Records excerpted from a collection:
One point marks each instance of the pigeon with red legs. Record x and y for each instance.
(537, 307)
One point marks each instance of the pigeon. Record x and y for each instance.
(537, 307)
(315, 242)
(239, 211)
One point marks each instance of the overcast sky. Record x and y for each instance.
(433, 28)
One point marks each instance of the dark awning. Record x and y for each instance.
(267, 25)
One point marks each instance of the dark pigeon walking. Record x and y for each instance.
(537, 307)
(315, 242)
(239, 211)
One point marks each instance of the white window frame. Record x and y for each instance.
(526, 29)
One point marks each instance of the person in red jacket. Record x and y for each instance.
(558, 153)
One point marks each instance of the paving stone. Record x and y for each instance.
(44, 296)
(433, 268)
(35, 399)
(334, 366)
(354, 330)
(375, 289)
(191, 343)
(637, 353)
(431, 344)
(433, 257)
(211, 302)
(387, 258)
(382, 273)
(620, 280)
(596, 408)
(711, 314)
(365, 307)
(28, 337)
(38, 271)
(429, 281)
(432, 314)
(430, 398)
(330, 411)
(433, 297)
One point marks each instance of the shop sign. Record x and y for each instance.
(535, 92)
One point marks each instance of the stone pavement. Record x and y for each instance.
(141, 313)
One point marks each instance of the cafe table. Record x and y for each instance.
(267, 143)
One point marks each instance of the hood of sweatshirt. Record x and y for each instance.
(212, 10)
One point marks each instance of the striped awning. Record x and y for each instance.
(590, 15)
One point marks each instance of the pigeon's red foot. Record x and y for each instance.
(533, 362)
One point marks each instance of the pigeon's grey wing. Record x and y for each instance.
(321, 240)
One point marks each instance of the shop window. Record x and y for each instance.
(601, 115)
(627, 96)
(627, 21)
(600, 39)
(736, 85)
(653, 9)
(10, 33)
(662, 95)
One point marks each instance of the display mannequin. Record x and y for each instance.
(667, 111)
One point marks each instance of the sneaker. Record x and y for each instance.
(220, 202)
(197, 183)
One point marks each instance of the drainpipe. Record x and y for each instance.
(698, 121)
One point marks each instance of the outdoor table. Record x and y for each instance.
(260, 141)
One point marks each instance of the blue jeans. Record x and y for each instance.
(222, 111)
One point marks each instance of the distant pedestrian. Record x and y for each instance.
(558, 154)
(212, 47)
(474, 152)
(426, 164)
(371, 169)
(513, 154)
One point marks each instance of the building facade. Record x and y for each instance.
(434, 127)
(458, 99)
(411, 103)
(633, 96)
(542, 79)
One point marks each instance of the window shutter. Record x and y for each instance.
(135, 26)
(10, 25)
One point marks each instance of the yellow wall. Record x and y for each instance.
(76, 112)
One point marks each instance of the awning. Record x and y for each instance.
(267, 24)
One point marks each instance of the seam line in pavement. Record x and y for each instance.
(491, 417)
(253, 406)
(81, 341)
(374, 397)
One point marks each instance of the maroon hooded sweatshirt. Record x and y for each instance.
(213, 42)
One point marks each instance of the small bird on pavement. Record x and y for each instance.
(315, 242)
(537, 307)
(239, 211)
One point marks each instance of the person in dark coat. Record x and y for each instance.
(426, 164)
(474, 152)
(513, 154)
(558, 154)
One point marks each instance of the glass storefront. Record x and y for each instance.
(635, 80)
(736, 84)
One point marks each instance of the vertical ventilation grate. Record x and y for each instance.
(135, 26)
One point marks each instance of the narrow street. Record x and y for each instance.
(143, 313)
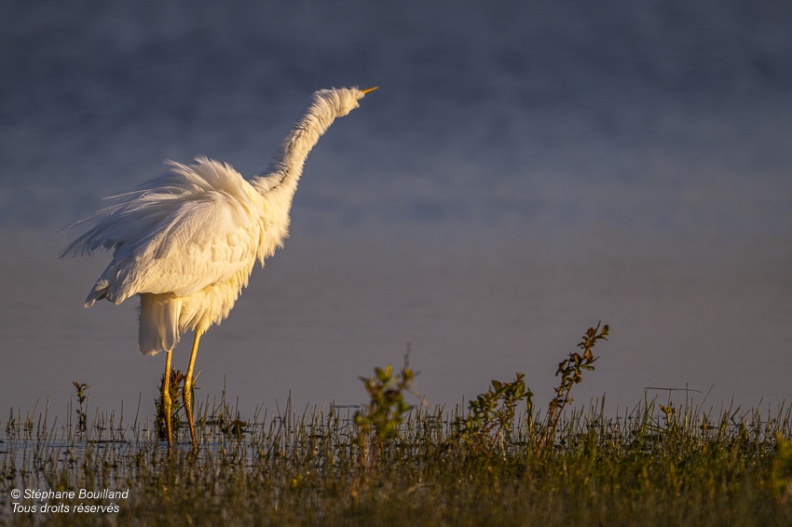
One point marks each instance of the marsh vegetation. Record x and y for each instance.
(499, 460)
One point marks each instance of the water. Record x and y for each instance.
(523, 171)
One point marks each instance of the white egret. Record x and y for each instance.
(186, 242)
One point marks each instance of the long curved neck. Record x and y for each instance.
(285, 169)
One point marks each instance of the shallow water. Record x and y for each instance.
(522, 173)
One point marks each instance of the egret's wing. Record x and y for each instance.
(196, 226)
(200, 243)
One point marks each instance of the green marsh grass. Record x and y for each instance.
(500, 461)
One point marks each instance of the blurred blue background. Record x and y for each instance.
(525, 170)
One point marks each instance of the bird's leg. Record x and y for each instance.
(166, 400)
(187, 391)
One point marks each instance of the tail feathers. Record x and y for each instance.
(159, 323)
(98, 292)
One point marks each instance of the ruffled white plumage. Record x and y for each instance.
(187, 241)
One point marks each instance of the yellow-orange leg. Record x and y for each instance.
(187, 391)
(166, 400)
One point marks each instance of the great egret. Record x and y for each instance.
(186, 242)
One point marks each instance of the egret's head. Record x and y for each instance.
(344, 99)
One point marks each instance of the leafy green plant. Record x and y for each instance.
(82, 396)
(490, 417)
(571, 372)
(379, 421)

WRITTEN EXERCISE ▸ Write every entry out again exactly, dropping the pictures.

OUTPUT BELOW ▸
One point marks each instance of the pigeon with red legs. Record x and y for each instance.
(537, 307)
One point marks each instance of the pigeon. Record x and y for each instance.
(537, 307)
(315, 242)
(239, 211)
One point marks each instance of the overcast sky. Record x and y for each instance.
(433, 28)
One point marks each instance of the dark awning. Record x and y for each instance.
(267, 25)
One point marks each instance of the dark pigeon walking. Record x and y for each instance.
(537, 307)
(315, 242)
(239, 211)
One point marks each instance of the white window frame. Record x and y for each instance.
(526, 29)
One point marks each instance of the person in red jacket. Record x and y for each instance.
(558, 153)
One point marks each instance of the paving stone. Record x and y for each instance.
(44, 296)
(433, 268)
(35, 399)
(334, 366)
(354, 330)
(375, 289)
(191, 343)
(637, 353)
(431, 344)
(433, 257)
(211, 302)
(387, 258)
(382, 273)
(620, 280)
(596, 408)
(711, 314)
(365, 307)
(28, 337)
(38, 271)
(429, 281)
(432, 314)
(430, 398)
(330, 411)
(433, 297)
One point marks each instance of the shop sign. Record x and y for each instance.
(535, 92)
One point marks each instance of the stone pavement. Record x and y for each instance.
(141, 313)
One point marks each instance of the cafe table. Record x and y for each instance.
(267, 143)
One point marks each instance of the hood of sweatshirt. Record x and y for each instance.
(212, 10)
One point marks each instance of the striped awning. Record x and y for each instance.
(590, 15)
One point marks each instance of the pigeon's red foot. Record x and y for each instance.
(533, 362)
One point marks each instance of the pigeon's grey wing. Record x and y for each instance.
(321, 240)
One point marks each instance of the shop window. Record x and y for each instance.
(601, 115)
(627, 96)
(627, 21)
(600, 39)
(736, 85)
(653, 9)
(10, 33)
(662, 95)
One point marks each instance of the display mannequin. Record x and y for each instance.
(667, 111)
One point marks each instance of the sneaker. Record x and y for each instance.
(220, 202)
(197, 183)
One point marks each instance of the drainpipe. Record x and y for each instance.
(698, 121)
One point marks each instance of the outdoor table. Record x and y for each instance.
(260, 141)
One point marks each instance of the blue jeans. Record x and y for each instance.
(222, 111)
One point marks each instance of the distant pedestrian. Record x and y for each instance.
(558, 154)
(212, 47)
(474, 152)
(426, 164)
(371, 169)
(513, 154)
One point marks each instance of the building facade. Record x and y for each instance.
(434, 127)
(458, 99)
(411, 103)
(633, 96)
(542, 79)
One point marks each instance of the window shutter. Record x and y for each instance.
(135, 26)
(10, 25)
One point marks each instance of the yellow wall. Record x and y for each instance.
(76, 112)
One point marks each instance of the awning. Record x and y for each instance.
(267, 24)
One point marks each instance of the seam line in pavement. Record x and y for each instance.
(491, 417)
(253, 406)
(81, 341)
(374, 397)
One point marks each instance of the maroon hooded sweatshirt. Record x and y for each instance.
(213, 42)
One point marks each instance of the small bird on pavement. Record x and y for each instance.
(315, 242)
(537, 307)
(239, 211)
One point marks each instance of the person in dark coat. Record x and y for each instance.
(426, 164)
(474, 152)
(513, 154)
(558, 154)
One point marks each instance of the glass storefront. Record x and y for each instance.
(635, 80)
(736, 84)
One point marks each instance of the vertical ventilation grate. Record x and y for each instance.
(135, 26)
One point marks each instance of the narrow street. Record x and y for each instance.
(143, 313)
One point marks each instance of the marsh vegetation. Record x and y for each instance.
(499, 460)
One point marks each instance of the water. Record x and y for each instance.
(523, 171)
One point marks each instance of the white egret. Record x and y for each instance.
(186, 242)
One point marks each instance of the long curved neck. Record x and y for each instance.
(285, 169)
One point marks each instance of the shallow water. Record x and y for each instance.
(522, 173)
One point marks each instance of the egret's wing. Record x and y for each instance.
(196, 226)
(200, 243)
One point marks each instance of the green marsh grass. Record x and y for each instance.
(500, 461)
One point marks each instance of the blurred blue background. Record x and y for each instance.
(525, 170)
One point marks each instance of the bird's leg. Record x and y for each instance.
(166, 400)
(187, 391)
One point marks each instance of the tail feathers. Record x and y for each instance.
(159, 323)
(98, 292)
One point marks each instance of the ruffled white plumage. Record x and y for each instance.
(187, 241)
One point marks each instance of the yellow-orange leg. Record x and y for each instance.
(187, 391)
(166, 400)
One point marks each instance of the great egret. Record x and y for each instance.
(186, 242)
One point marks each instance of the egret's head. Record x and y for each instance.
(344, 99)
One point marks each instance of the leafy green plant. Record x and y for each instance.
(82, 396)
(490, 417)
(571, 372)
(379, 421)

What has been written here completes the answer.